O que se pede:
**a)** De acordo com o texto sobre o restaurante Mário Luso, há quantos anos a casa está de porta aberta?
**b)** Prossiga o texto sobre o restaurante Mário Luso, começando logo após a última frase apresentada.

Excerto do documento:

---*---

Por José Augusto Moreira ,

No restaurante Mário Luso, o tempo apurou e refinou qualidades. Em Gaia, uma cozinha tradicional, sólida, segura e consistente, assente em criteriosa e cuidada escolha dos melhores produtos.

Hoje já não é obrigatória a passagem pela laboriosa vila dos Carvalhos para se chegar ao Porto pela Arrábida, mas há pelo menos uma boa razão para lá voltar. Após 73 anos de porta aberta, o Restaurante Mário Luso continua a ser um daqueles poisos sempre apetecíveis e cada vez mais raros, onde o tempo parece ter o benéfico efeito de refinamento. E isto é válido tanto para aquilo que vem à mesa como para o ambiente e acolhimento, prazenteiros e convidativos. Tudo sem perder a patine do tempo, a solidez e sabedoria da tradição.

O sinal de diferença em relação à modernidade urbana que rodeia a casa é logo dado pelo lampião e velho portão de madeira que se abre para uma espécie de pracinha interior coberta onde se vislumbra ainda a velha parreira. O restaurante apresenta-se agora em dois salões, amplos, bem-postos e confortáveis. O balcão, a garrafeira e algumas máquinas e utensílios de outros tempos deixam clara a presença da tradição e história da casa; já as mesas amplas, os sólidos cadeirões, toalhas e alfaias de evidente critério e bom gosto dão inequívoco sinal de confiança. É daquelas casas onde a sensação de satisfação se instala logo à primeira vista.

---*---

Excertos das linhas:
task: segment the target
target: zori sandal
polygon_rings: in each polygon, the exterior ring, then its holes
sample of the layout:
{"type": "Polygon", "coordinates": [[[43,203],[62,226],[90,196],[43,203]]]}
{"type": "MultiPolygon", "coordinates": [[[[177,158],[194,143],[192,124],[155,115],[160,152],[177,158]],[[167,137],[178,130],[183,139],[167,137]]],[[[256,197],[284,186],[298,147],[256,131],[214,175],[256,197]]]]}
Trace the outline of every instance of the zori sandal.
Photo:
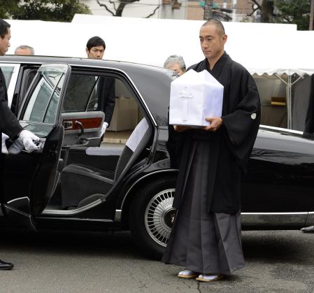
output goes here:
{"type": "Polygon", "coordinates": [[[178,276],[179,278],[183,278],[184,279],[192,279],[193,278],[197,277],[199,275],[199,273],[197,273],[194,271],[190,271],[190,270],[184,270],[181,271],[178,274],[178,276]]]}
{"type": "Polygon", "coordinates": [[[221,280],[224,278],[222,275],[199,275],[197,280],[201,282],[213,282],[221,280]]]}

---*---

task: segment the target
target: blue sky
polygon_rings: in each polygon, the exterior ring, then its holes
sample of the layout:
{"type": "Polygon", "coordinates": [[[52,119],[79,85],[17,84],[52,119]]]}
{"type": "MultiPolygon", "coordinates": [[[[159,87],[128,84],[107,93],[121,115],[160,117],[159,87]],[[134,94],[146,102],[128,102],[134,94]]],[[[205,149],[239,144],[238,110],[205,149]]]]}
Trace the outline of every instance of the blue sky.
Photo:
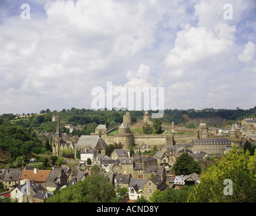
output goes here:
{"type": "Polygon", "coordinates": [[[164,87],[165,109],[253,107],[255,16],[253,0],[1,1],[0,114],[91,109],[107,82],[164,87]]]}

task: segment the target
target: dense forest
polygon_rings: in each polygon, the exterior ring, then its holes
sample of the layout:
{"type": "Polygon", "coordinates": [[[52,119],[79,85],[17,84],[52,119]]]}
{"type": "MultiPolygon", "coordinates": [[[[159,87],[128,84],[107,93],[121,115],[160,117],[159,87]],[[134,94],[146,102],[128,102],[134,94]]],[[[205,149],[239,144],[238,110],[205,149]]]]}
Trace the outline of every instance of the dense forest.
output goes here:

---*---

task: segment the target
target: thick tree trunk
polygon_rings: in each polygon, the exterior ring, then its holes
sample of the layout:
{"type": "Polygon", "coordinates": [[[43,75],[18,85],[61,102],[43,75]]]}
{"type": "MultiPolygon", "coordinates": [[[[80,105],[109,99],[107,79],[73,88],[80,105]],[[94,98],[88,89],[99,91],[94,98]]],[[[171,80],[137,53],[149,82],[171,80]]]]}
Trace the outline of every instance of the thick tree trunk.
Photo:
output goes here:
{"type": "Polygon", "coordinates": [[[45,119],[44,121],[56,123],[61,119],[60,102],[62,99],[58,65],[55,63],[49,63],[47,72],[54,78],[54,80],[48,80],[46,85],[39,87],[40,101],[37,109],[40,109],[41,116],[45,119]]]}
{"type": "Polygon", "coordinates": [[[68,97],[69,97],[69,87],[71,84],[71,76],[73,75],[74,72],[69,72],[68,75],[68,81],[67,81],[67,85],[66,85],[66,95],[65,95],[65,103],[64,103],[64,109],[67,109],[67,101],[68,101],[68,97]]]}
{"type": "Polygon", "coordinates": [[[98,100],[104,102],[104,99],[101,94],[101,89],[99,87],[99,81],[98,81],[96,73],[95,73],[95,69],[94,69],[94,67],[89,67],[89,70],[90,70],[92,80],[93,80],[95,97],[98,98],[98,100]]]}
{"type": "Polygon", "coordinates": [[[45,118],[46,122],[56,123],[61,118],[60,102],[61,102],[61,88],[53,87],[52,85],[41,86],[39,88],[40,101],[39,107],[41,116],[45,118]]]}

---*---

Respostas por tarefa:
**a)** Há 73 anos.

**b)**
A meio da semana e ao almoço, calhou termos sido recebidos pela proprietária, que entre bonomia, humor, eficiência e artes de comerciante, cedo começou a desconfiar da postura interessada dos clientes. A “Meninha do Luso”, como D. Arménia diz sempre ter sido conhecida, nasceu praticamente com o negócio dos pais e aos 72 anos é o espelho da arte de bem servir e receber. No feminino, mas um restaurateur na sua melhor versão.

Começou pelo couvert (1,15€), com azeite, pãezinhos de trigo, tostinhas e, frisou, “broa de Avintes quentinha”, que colocou na mesa enquanto com gestos carinhosos alinhava os napperons do cestinho do pão e alisava a toalha de linho. Logo depois chegou o “requeijão da serra da Estrela” (3€) e umas rodelas de paio de “lombo de porco preto” (5,75€), ambos de qualidade e sabores supremos, tal como os “bolinhos de bacalhau” e “croquetes de vitela” (0,80€ cada) que se seguiram.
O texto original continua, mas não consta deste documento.